## DIRECTIVE
Copy the data below verbatim, starting at the line containing "Look at the picture above. You should locate crown" and ending with the line containing "[161,779,196,836]", both included.
···
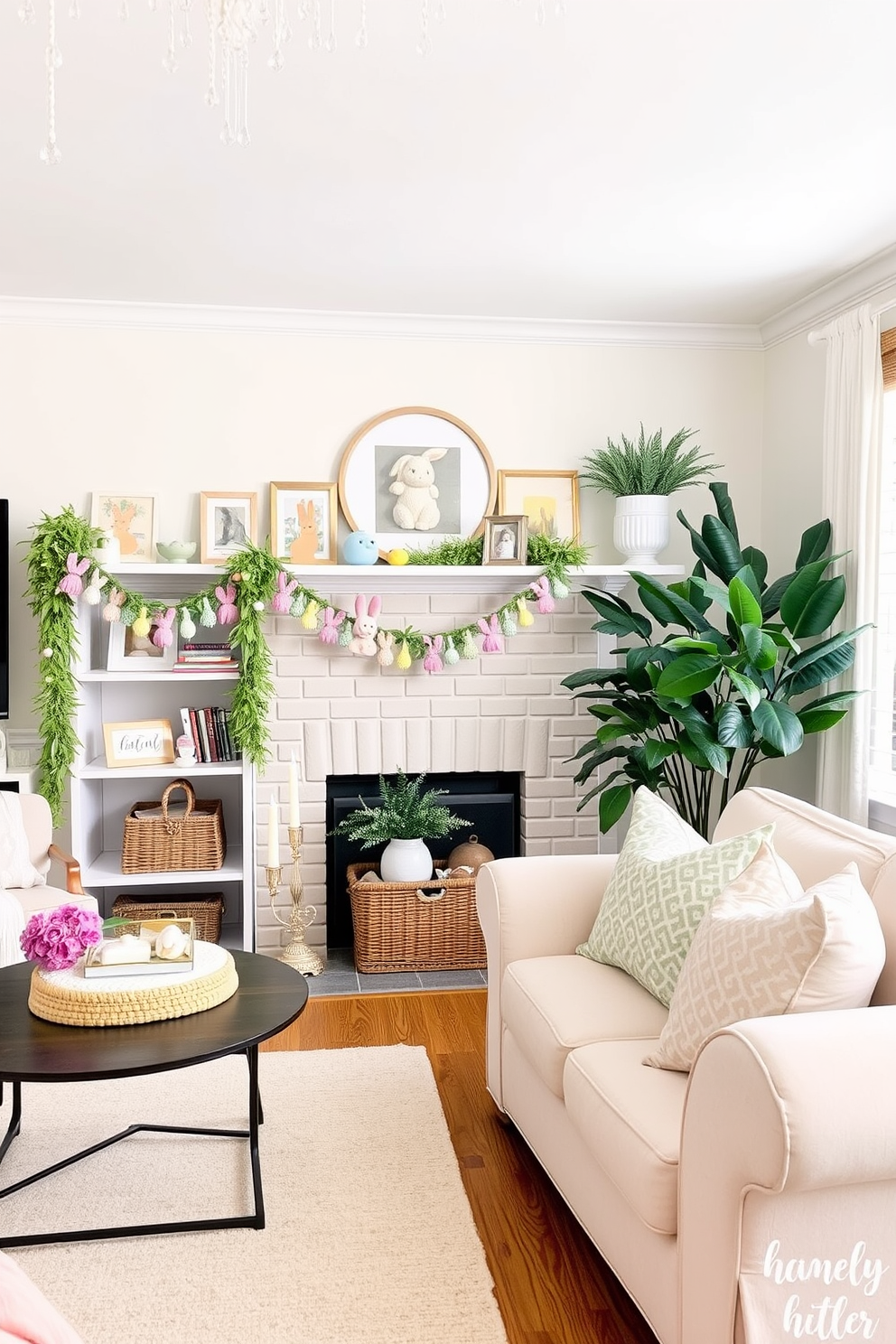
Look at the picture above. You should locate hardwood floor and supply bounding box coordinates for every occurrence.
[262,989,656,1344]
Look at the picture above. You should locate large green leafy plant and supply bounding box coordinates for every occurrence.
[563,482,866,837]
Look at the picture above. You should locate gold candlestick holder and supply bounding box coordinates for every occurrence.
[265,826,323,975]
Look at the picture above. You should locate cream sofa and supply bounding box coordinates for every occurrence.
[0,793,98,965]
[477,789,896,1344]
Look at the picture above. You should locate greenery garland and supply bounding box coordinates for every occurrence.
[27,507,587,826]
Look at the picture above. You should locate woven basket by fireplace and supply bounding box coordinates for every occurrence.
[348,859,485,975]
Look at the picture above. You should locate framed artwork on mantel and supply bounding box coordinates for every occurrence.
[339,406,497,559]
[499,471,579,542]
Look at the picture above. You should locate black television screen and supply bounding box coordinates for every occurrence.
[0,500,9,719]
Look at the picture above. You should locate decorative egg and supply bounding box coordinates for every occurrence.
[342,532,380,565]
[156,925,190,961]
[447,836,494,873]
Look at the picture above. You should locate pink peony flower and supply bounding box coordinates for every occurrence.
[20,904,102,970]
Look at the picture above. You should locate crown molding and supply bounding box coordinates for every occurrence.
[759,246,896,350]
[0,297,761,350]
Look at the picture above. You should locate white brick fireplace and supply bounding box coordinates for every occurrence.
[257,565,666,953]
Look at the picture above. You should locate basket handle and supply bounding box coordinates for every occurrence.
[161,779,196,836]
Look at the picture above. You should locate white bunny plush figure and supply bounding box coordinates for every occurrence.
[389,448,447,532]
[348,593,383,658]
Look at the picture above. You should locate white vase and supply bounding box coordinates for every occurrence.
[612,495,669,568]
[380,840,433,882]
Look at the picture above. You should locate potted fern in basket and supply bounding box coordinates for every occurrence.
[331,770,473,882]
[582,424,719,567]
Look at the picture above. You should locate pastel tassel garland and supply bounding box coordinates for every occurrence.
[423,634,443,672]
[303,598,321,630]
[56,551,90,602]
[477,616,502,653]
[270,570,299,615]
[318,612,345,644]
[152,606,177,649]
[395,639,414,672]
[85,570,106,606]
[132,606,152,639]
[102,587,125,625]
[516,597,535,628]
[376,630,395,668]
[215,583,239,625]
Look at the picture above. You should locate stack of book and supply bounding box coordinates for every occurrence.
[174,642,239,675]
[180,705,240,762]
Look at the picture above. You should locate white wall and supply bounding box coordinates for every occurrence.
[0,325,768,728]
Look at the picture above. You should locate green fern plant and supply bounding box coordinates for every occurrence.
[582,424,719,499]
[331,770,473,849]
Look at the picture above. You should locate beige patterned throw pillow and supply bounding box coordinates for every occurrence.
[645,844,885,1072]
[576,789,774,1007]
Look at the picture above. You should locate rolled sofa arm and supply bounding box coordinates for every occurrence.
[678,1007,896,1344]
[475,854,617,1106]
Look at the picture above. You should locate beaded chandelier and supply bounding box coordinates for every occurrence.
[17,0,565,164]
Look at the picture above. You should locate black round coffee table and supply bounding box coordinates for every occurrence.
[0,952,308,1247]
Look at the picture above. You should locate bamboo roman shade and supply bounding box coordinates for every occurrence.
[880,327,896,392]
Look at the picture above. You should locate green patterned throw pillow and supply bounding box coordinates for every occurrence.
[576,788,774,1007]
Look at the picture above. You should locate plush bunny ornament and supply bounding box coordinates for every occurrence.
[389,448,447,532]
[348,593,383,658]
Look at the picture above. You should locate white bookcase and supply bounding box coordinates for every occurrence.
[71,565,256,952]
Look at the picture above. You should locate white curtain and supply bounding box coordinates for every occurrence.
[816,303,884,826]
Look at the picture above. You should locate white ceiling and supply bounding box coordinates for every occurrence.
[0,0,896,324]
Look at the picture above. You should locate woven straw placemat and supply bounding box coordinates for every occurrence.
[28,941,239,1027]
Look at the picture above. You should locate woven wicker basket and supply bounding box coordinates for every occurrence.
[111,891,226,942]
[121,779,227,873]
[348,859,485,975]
···
## REPLY
Look at the picture above. You should locate crown molding and supply bounding box coordinates for every occurrence.
[759,246,896,350]
[0,297,761,350]
Look at the picture above. You should locate white brick fireplace and supply bounding box coordinates for every occurrence.
[257,565,666,953]
Look at the picture above. You should locate basket handle and supply bounding box coordinates for every occurrence.
[161,779,196,836]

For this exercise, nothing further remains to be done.